▶ **INFORMATION GIVEN**
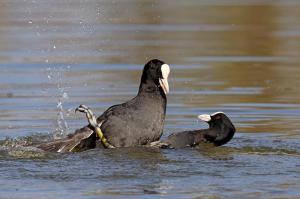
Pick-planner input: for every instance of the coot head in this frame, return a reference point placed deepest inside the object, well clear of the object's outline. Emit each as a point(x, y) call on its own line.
point(220, 124)
point(155, 75)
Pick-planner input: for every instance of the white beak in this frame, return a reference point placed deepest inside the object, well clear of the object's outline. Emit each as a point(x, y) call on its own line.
point(165, 70)
point(204, 117)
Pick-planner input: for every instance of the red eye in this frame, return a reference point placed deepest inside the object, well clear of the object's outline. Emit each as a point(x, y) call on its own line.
point(217, 117)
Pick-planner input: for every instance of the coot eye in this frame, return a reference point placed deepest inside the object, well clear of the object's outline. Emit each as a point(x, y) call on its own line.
point(217, 117)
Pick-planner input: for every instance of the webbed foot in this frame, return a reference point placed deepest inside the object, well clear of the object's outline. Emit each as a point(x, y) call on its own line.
point(89, 115)
point(93, 122)
point(159, 144)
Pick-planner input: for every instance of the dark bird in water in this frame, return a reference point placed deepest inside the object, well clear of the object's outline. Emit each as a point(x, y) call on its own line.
point(220, 131)
point(137, 122)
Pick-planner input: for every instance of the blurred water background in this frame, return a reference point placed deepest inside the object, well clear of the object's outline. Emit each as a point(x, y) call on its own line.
point(237, 56)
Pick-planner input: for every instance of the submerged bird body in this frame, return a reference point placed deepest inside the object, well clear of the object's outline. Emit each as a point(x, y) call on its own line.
point(136, 122)
point(220, 131)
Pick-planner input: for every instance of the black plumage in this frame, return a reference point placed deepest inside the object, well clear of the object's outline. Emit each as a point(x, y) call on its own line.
point(220, 131)
point(133, 123)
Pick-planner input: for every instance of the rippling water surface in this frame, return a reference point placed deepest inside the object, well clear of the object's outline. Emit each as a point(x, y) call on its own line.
point(240, 57)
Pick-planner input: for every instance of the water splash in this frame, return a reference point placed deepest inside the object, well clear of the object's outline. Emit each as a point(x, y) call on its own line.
point(56, 76)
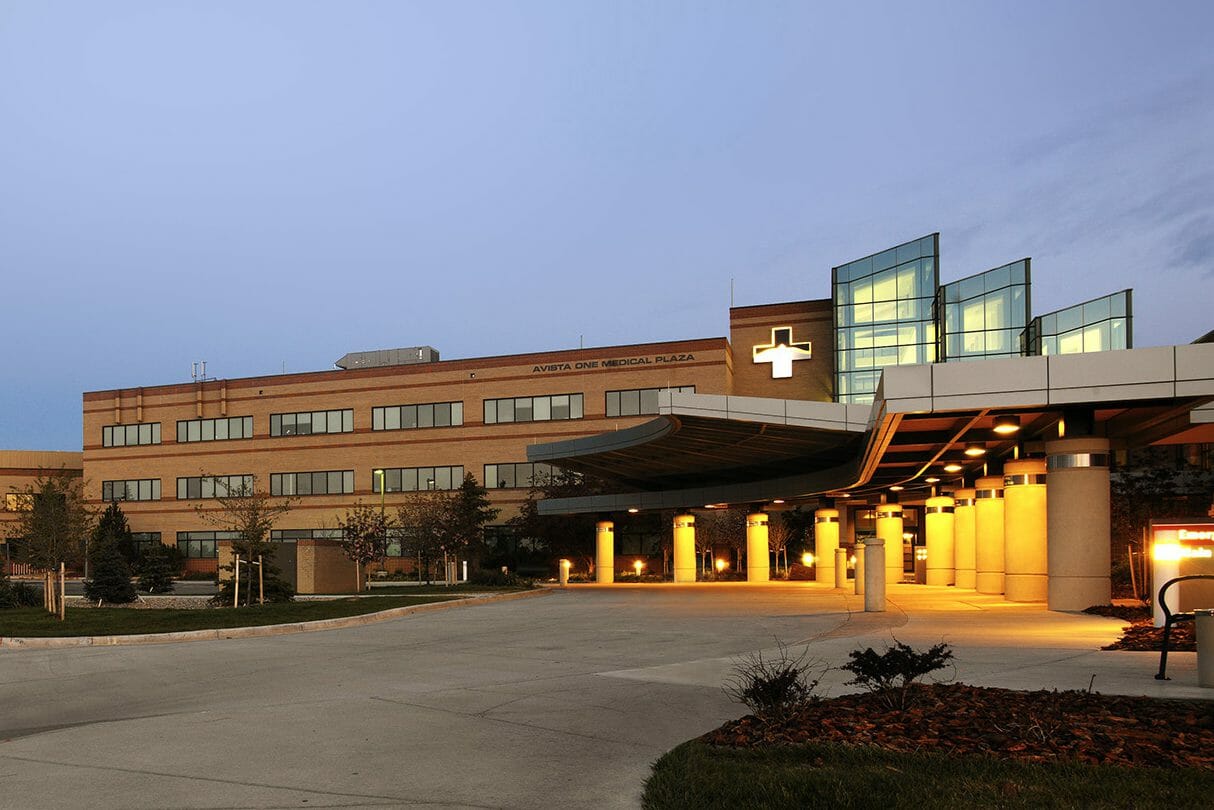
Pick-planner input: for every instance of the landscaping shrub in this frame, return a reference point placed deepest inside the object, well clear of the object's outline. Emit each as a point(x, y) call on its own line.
point(111, 577)
point(776, 686)
point(891, 673)
point(498, 579)
point(18, 594)
point(155, 571)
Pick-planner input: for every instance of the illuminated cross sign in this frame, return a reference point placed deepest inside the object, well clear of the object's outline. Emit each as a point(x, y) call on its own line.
point(781, 352)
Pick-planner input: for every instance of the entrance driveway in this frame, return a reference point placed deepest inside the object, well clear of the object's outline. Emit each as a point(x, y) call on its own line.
point(560, 701)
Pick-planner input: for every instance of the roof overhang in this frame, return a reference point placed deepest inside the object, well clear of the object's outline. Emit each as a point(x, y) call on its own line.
point(713, 449)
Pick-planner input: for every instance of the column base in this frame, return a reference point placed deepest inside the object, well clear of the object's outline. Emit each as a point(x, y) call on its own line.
point(1078, 593)
point(1026, 587)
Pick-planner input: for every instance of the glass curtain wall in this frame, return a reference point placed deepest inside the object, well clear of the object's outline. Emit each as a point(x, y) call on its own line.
point(1101, 324)
point(883, 310)
point(985, 315)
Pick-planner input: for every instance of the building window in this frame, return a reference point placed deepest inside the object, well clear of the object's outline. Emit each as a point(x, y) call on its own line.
point(883, 309)
point(145, 542)
point(215, 430)
point(546, 408)
point(431, 414)
point(636, 402)
point(419, 479)
point(330, 482)
point(214, 486)
point(18, 502)
point(129, 435)
point(203, 545)
point(291, 534)
point(1101, 324)
point(983, 316)
point(135, 490)
point(312, 422)
point(517, 476)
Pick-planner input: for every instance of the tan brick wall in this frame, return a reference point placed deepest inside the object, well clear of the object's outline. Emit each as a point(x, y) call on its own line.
point(812, 321)
point(591, 372)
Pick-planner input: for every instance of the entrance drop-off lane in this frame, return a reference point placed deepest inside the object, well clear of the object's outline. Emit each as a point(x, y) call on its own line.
point(562, 701)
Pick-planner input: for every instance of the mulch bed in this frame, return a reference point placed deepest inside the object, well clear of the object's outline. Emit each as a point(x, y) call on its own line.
point(1141, 635)
point(1027, 726)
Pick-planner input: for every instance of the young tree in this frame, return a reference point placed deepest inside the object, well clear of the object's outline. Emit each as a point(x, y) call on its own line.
point(113, 531)
point(56, 524)
point(111, 579)
point(157, 568)
point(364, 531)
point(425, 527)
point(470, 511)
point(249, 514)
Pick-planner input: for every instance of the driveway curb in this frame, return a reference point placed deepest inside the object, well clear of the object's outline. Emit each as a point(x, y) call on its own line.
point(57, 643)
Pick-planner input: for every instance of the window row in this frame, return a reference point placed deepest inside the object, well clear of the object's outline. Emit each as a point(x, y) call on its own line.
point(215, 430)
point(521, 475)
point(330, 482)
point(214, 486)
point(639, 401)
point(417, 479)
point(134, 490)
point(434, 414)
point(312, 422)
point(546, 408)
point(129, 435)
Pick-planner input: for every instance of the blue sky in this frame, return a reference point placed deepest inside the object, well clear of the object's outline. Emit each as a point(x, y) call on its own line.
point(271, 185)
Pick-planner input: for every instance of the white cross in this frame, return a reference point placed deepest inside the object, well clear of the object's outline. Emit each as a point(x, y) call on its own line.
point(781, 352)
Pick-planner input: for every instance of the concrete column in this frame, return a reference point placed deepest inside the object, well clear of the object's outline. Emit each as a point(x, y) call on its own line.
point(939, 519)
point(758, 555)
point(826, 541)
point(858, 583)
point(685, 548)
point(963, 537)
point(874, 572)
point(889, 531)
point(1077, 516)
point(605, 551)
point(988, 534)
point(1025, 531)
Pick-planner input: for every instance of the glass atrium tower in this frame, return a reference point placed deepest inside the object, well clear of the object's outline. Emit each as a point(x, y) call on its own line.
point(890, 310)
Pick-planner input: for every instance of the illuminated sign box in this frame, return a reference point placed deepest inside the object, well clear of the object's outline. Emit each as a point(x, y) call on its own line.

▶ **EXERCISE TASK**
In the stretch from the line containing "Pick-planner input: for every instance of the dark" through the line containing "point(237, 56)", change "blurred water background" to "rippled water surface" and give those lines again with nothing else altered.

▶ **THE OUTPUT**
Pick-planner input: for every instance of the dark bird in water in this frame, return a reference point placed deepest inside the object, well clear of the object's outline. Emit each as a point(x, y) call on its own line.
point(220, 131)
point(137, 122)
Pick-planner input: for every instance of the rippled water surface in this frame, return a reference point placed deepest inside the object, well clear of the object's outline. Emit each as a point(x, y) call on its own line.
point(237, 56)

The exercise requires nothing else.